▸ **What is required**: Pick out and copy every line of the items below that contains the word "chair", matching case exactly.
****************************************
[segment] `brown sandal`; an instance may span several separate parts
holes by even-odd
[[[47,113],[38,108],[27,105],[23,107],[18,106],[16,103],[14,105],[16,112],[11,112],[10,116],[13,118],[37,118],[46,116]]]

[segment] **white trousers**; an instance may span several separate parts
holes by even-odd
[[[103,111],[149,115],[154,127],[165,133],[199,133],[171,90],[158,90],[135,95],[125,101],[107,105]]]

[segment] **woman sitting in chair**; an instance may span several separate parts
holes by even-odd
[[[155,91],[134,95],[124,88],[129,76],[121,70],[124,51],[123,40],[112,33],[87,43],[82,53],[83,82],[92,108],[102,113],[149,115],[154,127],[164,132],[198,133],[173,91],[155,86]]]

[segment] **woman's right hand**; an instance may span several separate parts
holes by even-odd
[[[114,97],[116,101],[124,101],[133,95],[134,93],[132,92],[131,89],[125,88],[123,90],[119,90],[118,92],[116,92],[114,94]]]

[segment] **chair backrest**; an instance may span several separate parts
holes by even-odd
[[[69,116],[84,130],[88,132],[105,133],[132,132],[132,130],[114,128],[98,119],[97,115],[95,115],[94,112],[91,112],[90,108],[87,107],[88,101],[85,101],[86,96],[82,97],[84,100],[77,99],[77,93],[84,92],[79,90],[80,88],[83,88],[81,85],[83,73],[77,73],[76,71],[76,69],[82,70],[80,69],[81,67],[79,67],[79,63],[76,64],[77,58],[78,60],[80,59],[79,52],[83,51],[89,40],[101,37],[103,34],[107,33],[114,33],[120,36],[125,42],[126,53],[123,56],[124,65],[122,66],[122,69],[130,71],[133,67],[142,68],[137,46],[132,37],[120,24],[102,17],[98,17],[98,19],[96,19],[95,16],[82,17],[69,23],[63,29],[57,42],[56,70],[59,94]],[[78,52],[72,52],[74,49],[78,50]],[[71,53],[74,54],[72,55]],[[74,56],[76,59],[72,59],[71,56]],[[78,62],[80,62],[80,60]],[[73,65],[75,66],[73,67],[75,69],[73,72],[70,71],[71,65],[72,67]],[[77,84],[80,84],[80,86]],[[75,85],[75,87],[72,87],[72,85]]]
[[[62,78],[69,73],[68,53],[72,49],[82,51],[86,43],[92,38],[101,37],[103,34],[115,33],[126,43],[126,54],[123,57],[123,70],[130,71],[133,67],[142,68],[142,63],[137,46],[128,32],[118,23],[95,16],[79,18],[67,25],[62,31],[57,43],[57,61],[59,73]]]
****************************************
▸ **Written solution**:
[segment] **woman sitting in chair**; an instance may span several separate parts
[segment] **chair backrest**; an instance may span several separate parts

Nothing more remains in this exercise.